# START OF EXCERPT

The pumping lemma for context-free languages is a bit more complicated:
Pumping Lemma for CFLs
If A is a context-free language, then there is a number \(p\), so that any string \(s\in A\) of length at least \(p\) may be divided into \(5\) pieces \(s=uvxyz\) so that:
- \(uv^ixy^iz\in A\) for all \(i\geq 0\),
- \(|vy| > 0\),
- \(|vxy|\leq p\).
So instead of having a single piece that can be pumped, it has two pieces that are “pumped together”. Condition 2 says that at least one of the strings \(v,y\) is non-empty.
Key idea: A derivation for a long-enough string can be broken into two intermediate steps: \[S \Rightarrow^* uRz\] \[R \Rightarrow^* vRy\] \[R \Rightarrow^* x\] The middle step can be repeated any number of times to produce the various pumped versions of the string.
We can use the pumping lemma to conclude that a number of languages are not context-free.
The language \(B=\left\{ a^nb^nc^n\mid n\geq 0 \right\}\) is not context-free. In general, any language that requires three parts to all change together is likely to not be context-free.

# END OF EXCERPT
# START OF DATASET

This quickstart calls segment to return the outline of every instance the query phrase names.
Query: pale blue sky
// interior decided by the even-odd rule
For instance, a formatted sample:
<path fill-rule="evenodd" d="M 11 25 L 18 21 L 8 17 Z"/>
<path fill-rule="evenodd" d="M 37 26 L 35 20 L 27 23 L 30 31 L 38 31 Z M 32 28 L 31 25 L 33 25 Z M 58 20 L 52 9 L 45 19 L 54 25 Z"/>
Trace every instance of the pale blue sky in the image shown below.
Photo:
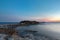
<path fill-rule="evenodd" d="M 60 17 L 60 0 L 0 0 L 0 22 Z"/>

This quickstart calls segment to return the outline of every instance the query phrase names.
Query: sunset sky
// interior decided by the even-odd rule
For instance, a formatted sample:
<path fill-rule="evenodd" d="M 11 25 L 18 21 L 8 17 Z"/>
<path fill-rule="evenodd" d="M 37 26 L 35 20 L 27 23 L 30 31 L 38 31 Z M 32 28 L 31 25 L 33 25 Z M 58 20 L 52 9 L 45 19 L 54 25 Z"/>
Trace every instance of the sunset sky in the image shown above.
<path fill-rule="evenodd" d="M 60 21 L 60 0 L 0 0 L 0 22 Z"/>

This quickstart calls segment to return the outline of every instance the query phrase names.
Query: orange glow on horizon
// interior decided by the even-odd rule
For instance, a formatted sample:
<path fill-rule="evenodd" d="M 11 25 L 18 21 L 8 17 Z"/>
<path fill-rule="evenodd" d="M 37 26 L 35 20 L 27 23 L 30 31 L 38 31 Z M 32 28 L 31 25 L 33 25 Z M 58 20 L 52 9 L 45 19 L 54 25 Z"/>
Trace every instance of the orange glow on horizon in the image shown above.
<path fill-rule="evenodd" d="M 52 17 L 52 18 L 42 18 L 37 19 L 38 21 L 44 21 L 44 22 L 60 22 L 60 18 Z"/>

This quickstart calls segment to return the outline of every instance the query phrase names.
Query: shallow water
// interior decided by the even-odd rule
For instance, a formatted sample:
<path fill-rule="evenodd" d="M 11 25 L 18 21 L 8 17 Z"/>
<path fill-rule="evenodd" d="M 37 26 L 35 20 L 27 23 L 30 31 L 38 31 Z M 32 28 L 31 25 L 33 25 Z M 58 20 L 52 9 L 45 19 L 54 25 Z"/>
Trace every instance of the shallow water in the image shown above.
<path fill-rule="evenodd" d="M 50 40 L 51 38 L 59 39 L 60 40 L 60 23 L 44 23 L 44 24 L 38 24 L 38 25 L 30 25 L 30 26 L 24 26 L 24 27 L 17 27 L 16 30 L 18 32 L 22 32 L 24 30 L 33 30 L 33 31 L 38 31 L 39 35 L 44 35 L 42 36 L 34 36 L 32 34 L 32 39 L 27 38 L 28 40 L 33 40 L 36 38 L 37 40 L 48 40 L 45 38 L 47 36 Z M 22 35 L 26 35 L 24 32 Z M 38 35 L 38 34 L 36 34 Z M 0 35 L 0 40 L 3 40 L 4 34 Z M 24 38 L 25 40 L 26 38 Z M 13 40 L 13 38 L 9 38 L 9 40 Z M 35 39 L 34 39 L 35 40 Z"/>

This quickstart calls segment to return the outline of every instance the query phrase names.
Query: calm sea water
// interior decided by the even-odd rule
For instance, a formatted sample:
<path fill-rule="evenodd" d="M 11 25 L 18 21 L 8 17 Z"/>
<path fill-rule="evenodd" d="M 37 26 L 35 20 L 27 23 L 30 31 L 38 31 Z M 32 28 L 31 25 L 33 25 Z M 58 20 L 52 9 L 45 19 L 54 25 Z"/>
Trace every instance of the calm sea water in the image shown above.
<path fill-rule="evenodd" d="M 1 22 L 0 22 L 1 24 Z M 6 24 L 6 23 L 4 23 Z M 12 24 L 12 23 L 10 23 Z M 60 40 L 60 23 L 44 23 L 38 25 L 17 27 L 16 30 L 33 30 L 38 33 Z"/>

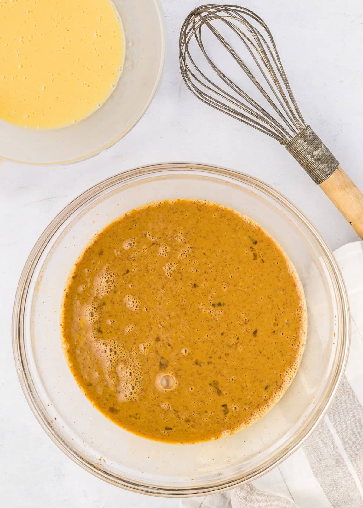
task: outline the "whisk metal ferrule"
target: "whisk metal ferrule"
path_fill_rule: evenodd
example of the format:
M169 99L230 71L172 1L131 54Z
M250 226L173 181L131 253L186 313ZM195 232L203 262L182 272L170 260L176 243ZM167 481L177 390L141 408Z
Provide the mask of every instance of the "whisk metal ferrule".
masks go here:
M285 144L314 181L319 184L334 173L338 161L310 125Z

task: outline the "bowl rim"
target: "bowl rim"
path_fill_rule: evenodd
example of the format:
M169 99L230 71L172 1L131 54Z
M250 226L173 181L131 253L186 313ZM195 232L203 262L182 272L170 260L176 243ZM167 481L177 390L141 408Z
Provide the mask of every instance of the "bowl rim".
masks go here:
M316 410L315 415L312 417L311 421L309 422L302 432L300 432L297 437L295 437L292 443L289 443L284 448L277 459L272 458L269 460L266 461L267 464L265 463L260 466L260 470L253 471L247 477L243 478L237 475L227 481L215 482L212 485L181 488L160 487L150 484L136 483L122 478L97 468L69 446L62 436L58 434L56 430L50 426L46 416L37 403L34 394L34 385L23 351L25 340L23 330L24 309L34 269L43 251L51 240L53 236L56 233L58 228L81 207L91 202L98 195L114 185L125 184L128 181L134 181L135 178L140 179L152 175L170 174L170 172L172 173L173 171L175 171L176 174L178 174L178 172L179 174L180 172L184 174L187 172L189 174L193 173L200 174L201 172L204 173L206 176L228 176L239 183L247 183L262 191L268 197L277 201L289 212L292 213L302 221L312 234L315 240L318 243L322 253L325 256L324 262L338 290L337 304L338 311L340 311L342 318L341 346L335 375L328 387L329 389L325 394L324 403L321 404ZM338 337L339 335L337 334ZM159 497L192 497L224 492L256 480L278 465L302 444L325 416L343 378L348 360L350 343L350 313L343 276L331 250L310 220L287 198L262 181L239 171L208 164L186 162L165 163L134 168L106 178L75 198L57 214L36 243L22 270L14 300L12 340L14 358L18 377L28 404L43 430L66 455L83 469L91 472L96 477L126 490Z
M156 11L157 14L158 15L158 17L159 18L160 28L160 34L161 35L161 42L162 42L162 47L161 47L161 53L160 54L160 65L159 66L159 70L158 71L158 75L157 76L155 82L154 84L153 89L150 92L150 94L148 97L147 100L145 102L145 104L143 106L142 108L139 112L137 116L131 122L129 125L128 125L126 129L124 129L122 133L118 134L116 137L114 138L108 143L106 143L105 145L103 146L100 147L100 148L94 150L93 151L89 152L89 153L86 153L85 155L80 155L79 157L75 157L72 159L65 160L64 161L59 161L56 162L28 162L26 161L21 161L20 159L12 158L10 157L4 157L1 155L1 158L4 159L4 161L9 161L11 162L16 162L20 164L27 164L29 166L60 166L64 164L73 164L74 163L79 162L81 161L85 161L87 159L90 158L92 157L94 157L97 155L98 153L101 152L103 151L104 150L106 150L107 148L110 148L113 145L114 145L117 141L119 141L122 138L126 136L128 133L135 127L136 124L138 123L139 120L143 116L144 113L146 112L146 110L150 106L153 99L156 93L156 92L159 87L161 81L161 78L163 76L164 72L164 69L165 66L165 60L166 58L166 50L167 50L167 40L166 40L166 25L165 23L165 18L164 15L164 12L163 11L163 9L161 6L161 4L160 3L160 0L153 0L154 3L155 5L155 9ZM64 128L67 129L67 127Z

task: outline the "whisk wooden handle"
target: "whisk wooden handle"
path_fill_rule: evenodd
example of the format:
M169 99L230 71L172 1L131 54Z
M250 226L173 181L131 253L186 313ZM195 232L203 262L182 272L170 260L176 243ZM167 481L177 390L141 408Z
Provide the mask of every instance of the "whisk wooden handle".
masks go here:
M363 194L348 175L339 166L319 186L363 240Z

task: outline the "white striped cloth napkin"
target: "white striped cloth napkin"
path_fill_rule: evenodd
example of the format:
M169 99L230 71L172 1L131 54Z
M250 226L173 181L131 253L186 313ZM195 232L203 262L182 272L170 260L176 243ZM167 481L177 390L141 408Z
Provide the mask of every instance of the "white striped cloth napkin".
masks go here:
M349 297L352 336L345 375L327 415L269 472L227 492L182 499L181 508L363 508L363 242L334 253Z

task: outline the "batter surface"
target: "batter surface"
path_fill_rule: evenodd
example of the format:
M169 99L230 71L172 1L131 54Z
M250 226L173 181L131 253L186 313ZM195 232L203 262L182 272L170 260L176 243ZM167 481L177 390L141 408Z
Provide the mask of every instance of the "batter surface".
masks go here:
M124 58L109 0L0 0L0 118L63 127L107 99Z
M270 409L304 350L296 271L250 219L177 200L119 217L65 290L63 347L78 385L136 434L190 443L227 436Z

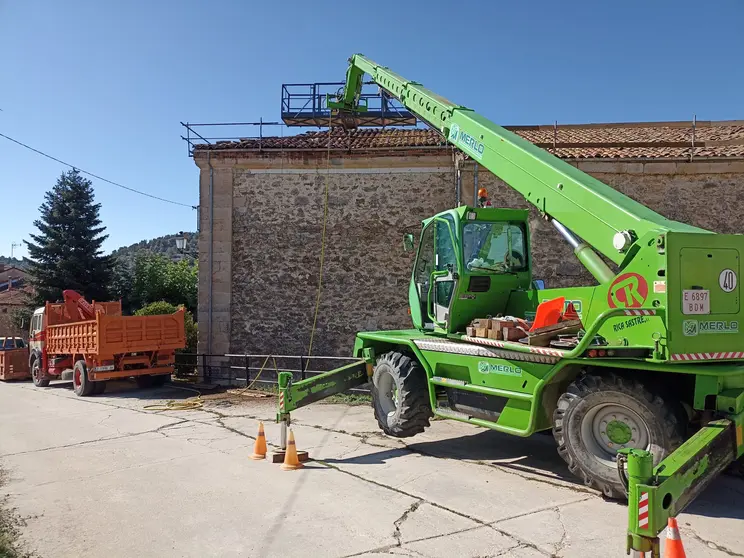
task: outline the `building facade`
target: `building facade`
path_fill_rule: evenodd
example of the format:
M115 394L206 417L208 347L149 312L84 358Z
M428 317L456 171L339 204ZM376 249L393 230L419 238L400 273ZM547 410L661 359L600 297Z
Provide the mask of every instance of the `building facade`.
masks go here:
M13 316L26 307L30 289L26 271L0 264L0 337L28 337L26 328L17 327Z
M513 130L668 218L744 232L744 122ZM342 356L356 331L409 327L403 235L472 204L476 187L495 206L531 209L536 279L593 284L534 208L434 131L333 129L193 155L201 353L307 354L314 331L312 354Z

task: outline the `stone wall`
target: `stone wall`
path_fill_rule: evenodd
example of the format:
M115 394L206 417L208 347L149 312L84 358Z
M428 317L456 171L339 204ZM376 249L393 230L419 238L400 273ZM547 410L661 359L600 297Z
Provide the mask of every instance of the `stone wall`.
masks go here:
M13 312L23 308L21 305L0 304L0 337L28 337L28 332L13 325Z
M313 354L348 355L358 330L410 326L413 256L405 232L452 207L451 153L213 154L214 243L211 351L304 354L316 304L323 199L328 181L327 241ZM199 351L207 352L209 164L201 168ZM662 215L716 232L741 232L744 162L604 162L578 164ZM462 200L472 203L472 163ZM495 205L528 207L488 171L479 184ZM592 284L570 249L533 211L535 278L547 286Z

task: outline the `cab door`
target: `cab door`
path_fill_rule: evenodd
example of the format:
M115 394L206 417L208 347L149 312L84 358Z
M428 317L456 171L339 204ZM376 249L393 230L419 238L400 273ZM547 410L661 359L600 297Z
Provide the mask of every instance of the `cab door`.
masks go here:
M449 330L458 280L454 221L446 215L434 219L431 226L434 227L434 271L431 274L433 288L429 294L430 317L438 327Z
M455 230L452 216L444 215L429 221L421 233L409 293L416 327L425 330L449 329L459 277ZM414 309L419 310L420 314L416 312L415 315Z

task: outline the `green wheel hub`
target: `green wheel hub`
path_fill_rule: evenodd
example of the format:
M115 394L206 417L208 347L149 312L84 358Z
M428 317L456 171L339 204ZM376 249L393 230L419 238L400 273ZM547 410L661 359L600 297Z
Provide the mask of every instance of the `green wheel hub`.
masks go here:
M627 444L633 437L633 431L630 426L619 420L612 420L607 423L607 437L614 444Z

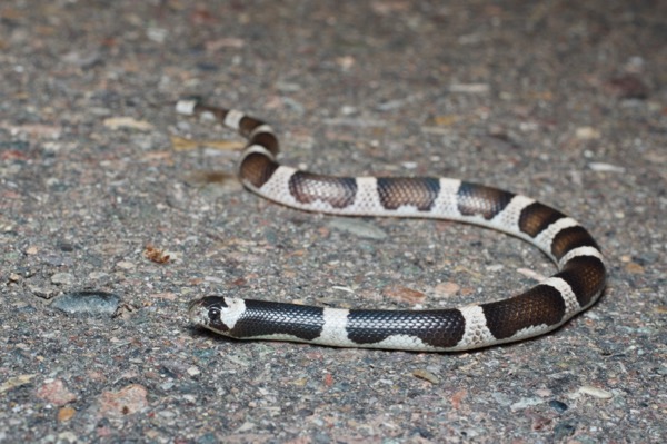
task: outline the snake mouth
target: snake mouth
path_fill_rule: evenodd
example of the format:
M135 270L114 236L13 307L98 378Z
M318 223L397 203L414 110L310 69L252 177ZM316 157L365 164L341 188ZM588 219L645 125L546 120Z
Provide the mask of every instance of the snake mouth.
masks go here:
M200 306L200 305L201 305L201 299L195 299L195 300L190 300L190 302L188 303L188 313L192 312L192 309L193 309L195 307L198 307L198 306Z

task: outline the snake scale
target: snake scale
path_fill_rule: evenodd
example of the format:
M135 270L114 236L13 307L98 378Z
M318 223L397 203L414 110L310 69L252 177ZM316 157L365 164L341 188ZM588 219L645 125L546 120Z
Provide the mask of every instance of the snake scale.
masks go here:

# END OF DATASET

• [PROBLEM REQUIREMENTS]:
Condense the paragraph of the pumping lemma excerpt that begins "So instead of having" into a shorter version that keeps its main facts. The listing has no connection to the excerpt on the pumping lemma.

• [RESULT OF THIS TASK]:
Rather than a single pumped piece, the lemma has two pieces that are pumped together, and condition 2 requires at least one of v and y to be non-empty.